Given instruction:
Can you reproduce the lines starting at the one containing "Species-survey task: indicate the forearm" and ending at the one containing "Target: golden foil", changing "sample" to "template" and leaving everything else as it is?

═══

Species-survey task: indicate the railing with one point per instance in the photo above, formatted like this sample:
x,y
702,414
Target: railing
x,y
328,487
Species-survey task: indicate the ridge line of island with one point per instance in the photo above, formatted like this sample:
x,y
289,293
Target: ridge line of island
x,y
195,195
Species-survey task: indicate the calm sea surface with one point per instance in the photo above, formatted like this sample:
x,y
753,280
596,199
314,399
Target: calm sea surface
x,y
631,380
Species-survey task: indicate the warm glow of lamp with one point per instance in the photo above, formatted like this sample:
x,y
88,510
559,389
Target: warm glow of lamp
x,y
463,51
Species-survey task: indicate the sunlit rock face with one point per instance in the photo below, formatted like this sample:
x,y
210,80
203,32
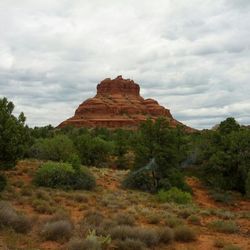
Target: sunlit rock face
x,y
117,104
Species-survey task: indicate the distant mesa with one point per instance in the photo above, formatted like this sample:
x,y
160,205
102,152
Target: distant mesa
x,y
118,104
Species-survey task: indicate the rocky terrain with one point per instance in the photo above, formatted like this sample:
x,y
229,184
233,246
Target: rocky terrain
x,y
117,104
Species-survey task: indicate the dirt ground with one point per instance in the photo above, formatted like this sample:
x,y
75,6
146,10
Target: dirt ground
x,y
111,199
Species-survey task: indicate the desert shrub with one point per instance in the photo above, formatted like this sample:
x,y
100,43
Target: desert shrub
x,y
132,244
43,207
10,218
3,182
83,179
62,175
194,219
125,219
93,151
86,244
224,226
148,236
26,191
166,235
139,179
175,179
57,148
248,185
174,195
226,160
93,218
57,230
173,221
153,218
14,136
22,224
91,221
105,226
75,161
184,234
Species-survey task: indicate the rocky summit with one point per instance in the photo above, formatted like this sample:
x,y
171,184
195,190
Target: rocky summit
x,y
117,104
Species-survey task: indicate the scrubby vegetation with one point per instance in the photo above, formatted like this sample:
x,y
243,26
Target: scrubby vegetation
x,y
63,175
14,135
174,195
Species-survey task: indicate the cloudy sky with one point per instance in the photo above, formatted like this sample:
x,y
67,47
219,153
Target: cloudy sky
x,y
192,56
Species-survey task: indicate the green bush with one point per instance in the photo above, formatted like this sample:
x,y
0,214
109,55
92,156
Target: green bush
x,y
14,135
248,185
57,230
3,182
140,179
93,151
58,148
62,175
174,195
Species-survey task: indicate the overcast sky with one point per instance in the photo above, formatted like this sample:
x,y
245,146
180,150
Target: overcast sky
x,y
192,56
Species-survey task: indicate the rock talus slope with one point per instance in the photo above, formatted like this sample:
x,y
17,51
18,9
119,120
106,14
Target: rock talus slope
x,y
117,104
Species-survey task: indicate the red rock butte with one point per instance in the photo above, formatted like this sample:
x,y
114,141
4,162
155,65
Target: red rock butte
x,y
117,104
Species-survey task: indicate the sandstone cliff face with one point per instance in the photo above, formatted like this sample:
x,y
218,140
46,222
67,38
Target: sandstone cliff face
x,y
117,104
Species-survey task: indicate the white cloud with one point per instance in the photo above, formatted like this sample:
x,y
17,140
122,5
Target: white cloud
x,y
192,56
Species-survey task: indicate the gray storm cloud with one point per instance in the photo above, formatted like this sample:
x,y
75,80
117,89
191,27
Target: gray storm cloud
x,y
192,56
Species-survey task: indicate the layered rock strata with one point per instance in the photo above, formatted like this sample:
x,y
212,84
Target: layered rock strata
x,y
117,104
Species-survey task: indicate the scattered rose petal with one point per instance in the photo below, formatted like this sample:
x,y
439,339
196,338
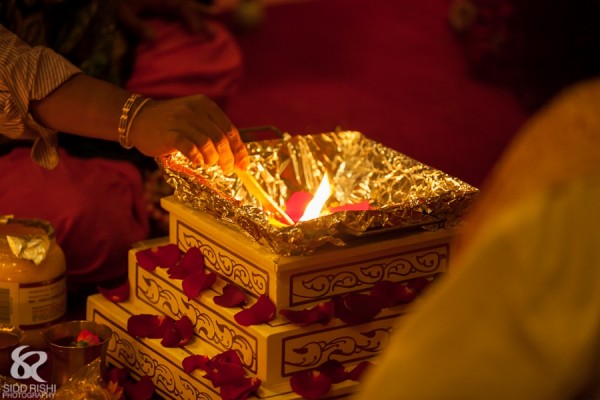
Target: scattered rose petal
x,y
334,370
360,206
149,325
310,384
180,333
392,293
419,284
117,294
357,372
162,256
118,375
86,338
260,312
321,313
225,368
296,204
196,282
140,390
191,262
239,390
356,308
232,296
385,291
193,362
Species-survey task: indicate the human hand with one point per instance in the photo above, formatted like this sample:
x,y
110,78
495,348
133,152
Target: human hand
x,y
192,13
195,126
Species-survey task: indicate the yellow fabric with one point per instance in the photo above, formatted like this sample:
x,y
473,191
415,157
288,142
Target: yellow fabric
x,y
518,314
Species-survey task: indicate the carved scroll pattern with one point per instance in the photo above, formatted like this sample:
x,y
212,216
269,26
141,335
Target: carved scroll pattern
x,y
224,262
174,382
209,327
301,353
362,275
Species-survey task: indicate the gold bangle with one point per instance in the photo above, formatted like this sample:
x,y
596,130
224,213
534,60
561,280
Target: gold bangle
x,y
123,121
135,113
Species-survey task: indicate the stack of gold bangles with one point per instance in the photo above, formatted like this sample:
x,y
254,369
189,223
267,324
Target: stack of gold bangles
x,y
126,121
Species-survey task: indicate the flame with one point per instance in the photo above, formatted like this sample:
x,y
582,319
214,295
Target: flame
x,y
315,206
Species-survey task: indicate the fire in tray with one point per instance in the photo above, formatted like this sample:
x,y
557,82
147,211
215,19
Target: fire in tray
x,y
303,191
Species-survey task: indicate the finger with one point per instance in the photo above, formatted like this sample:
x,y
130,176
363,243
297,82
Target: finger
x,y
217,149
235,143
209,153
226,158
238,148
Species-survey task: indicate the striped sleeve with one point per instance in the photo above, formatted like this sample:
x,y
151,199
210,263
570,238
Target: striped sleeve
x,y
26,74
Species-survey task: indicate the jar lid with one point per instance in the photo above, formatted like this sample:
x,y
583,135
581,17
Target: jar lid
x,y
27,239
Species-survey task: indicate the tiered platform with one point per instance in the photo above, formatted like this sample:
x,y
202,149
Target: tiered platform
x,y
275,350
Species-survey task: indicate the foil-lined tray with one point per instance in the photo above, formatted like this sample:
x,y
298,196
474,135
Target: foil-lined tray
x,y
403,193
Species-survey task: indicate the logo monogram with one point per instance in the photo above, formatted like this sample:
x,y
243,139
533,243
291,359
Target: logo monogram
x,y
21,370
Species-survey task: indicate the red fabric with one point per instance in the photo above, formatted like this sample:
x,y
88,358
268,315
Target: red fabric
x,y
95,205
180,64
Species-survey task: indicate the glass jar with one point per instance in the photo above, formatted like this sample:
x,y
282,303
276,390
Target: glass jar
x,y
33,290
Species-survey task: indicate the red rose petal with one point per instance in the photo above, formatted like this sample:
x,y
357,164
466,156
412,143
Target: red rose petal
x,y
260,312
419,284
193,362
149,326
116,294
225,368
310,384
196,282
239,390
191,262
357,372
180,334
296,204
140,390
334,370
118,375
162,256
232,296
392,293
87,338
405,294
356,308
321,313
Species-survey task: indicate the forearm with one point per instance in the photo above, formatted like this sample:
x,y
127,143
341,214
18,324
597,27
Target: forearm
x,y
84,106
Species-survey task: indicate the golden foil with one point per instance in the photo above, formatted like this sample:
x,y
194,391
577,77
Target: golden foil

═══

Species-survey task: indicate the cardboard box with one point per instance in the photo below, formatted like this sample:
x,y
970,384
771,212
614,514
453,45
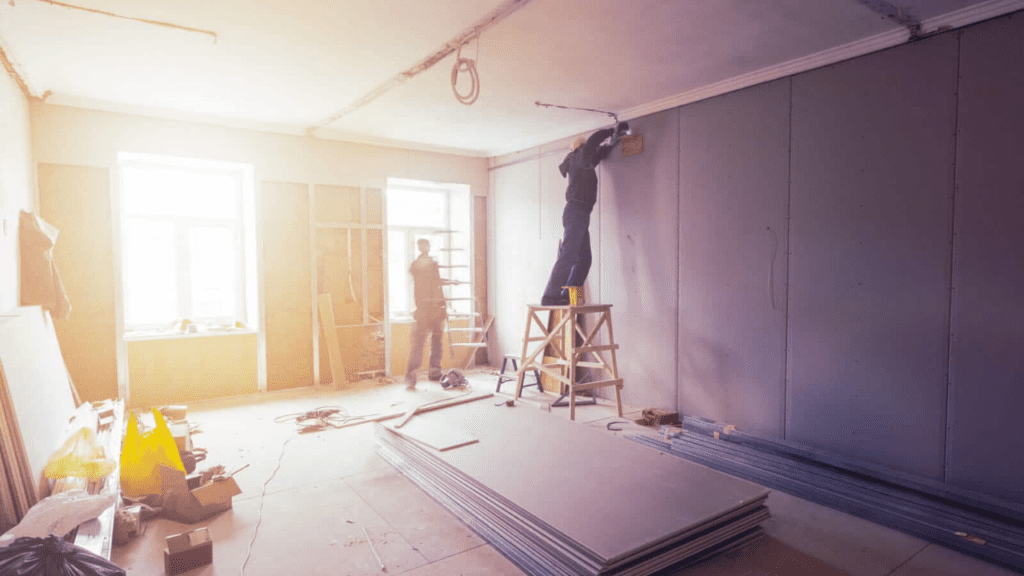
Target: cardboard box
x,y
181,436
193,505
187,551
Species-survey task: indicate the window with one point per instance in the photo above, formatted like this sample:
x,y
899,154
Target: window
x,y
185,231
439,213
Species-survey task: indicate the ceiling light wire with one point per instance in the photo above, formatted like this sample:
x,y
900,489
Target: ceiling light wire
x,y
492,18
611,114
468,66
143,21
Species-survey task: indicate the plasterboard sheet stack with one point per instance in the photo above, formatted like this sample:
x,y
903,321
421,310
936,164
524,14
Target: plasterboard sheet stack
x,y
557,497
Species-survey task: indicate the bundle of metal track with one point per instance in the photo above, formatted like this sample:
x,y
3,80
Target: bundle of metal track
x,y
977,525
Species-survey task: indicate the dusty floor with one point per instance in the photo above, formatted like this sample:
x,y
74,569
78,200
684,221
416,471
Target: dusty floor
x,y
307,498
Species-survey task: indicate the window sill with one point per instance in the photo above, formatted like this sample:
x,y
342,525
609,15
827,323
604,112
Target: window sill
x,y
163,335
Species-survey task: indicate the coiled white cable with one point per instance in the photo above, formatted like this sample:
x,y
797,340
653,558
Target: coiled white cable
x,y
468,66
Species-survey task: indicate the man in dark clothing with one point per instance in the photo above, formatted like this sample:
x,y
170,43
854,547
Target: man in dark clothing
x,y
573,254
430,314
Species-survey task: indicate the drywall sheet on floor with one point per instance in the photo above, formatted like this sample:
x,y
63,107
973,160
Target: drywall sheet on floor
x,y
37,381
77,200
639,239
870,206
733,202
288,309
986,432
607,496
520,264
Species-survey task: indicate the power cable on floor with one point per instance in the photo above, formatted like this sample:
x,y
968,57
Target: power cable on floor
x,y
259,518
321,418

═══

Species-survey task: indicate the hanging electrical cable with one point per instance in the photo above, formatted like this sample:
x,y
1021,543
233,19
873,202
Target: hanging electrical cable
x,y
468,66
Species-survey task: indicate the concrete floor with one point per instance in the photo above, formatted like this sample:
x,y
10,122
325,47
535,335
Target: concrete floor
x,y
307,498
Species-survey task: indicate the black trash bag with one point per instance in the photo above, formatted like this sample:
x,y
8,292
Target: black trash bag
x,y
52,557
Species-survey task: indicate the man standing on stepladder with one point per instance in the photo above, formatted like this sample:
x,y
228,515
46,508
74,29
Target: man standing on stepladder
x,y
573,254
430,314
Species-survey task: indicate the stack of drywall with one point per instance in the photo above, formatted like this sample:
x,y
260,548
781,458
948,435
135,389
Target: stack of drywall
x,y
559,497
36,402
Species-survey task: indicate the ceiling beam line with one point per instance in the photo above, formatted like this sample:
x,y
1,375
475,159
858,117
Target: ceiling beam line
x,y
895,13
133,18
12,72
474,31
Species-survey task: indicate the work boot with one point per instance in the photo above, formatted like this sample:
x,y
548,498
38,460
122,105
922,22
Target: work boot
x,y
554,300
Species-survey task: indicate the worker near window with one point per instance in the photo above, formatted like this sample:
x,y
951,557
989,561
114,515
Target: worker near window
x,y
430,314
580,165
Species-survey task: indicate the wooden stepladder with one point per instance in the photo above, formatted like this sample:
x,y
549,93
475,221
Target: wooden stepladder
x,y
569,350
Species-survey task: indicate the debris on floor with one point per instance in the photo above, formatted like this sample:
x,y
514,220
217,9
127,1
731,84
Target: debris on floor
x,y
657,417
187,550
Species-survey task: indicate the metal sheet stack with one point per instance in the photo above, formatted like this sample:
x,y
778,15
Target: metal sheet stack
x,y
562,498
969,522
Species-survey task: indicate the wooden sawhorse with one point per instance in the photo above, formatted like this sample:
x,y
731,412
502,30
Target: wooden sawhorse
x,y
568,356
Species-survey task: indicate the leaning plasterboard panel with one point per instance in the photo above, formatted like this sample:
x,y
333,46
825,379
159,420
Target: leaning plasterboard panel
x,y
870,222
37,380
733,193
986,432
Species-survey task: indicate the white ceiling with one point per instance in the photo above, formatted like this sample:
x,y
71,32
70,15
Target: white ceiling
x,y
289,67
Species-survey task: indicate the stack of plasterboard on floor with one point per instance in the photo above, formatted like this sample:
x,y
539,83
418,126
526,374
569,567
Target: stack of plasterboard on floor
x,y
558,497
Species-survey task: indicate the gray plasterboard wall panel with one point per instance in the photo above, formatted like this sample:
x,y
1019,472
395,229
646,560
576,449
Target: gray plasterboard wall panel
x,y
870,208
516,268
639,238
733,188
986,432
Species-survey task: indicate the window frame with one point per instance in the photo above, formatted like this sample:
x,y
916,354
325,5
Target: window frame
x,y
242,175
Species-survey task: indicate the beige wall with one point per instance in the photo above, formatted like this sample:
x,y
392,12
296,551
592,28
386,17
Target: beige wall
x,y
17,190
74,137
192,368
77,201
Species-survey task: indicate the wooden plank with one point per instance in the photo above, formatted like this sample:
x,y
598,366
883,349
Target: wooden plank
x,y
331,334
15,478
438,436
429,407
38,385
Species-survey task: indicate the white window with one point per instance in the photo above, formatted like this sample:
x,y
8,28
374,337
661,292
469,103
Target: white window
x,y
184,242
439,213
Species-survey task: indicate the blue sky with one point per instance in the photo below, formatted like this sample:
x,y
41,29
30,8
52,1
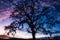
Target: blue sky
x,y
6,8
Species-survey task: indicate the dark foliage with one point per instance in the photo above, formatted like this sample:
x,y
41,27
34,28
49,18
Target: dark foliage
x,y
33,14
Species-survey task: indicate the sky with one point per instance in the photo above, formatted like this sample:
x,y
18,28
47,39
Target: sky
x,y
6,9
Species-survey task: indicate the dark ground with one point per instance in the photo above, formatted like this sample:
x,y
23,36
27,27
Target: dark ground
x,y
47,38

═══

Solved problem:
Species-survey task: indicate the forearm with one point per instance in the photo above, formatted like this template:
x,y
127,143
341,214
18,324
597,27
Target: forearm
x,y
84,106
Species-survey task: indicate the golden foil with one point per instance in the photo above, formatted like this template:
x,y
194,391
577,77
Target: golden foil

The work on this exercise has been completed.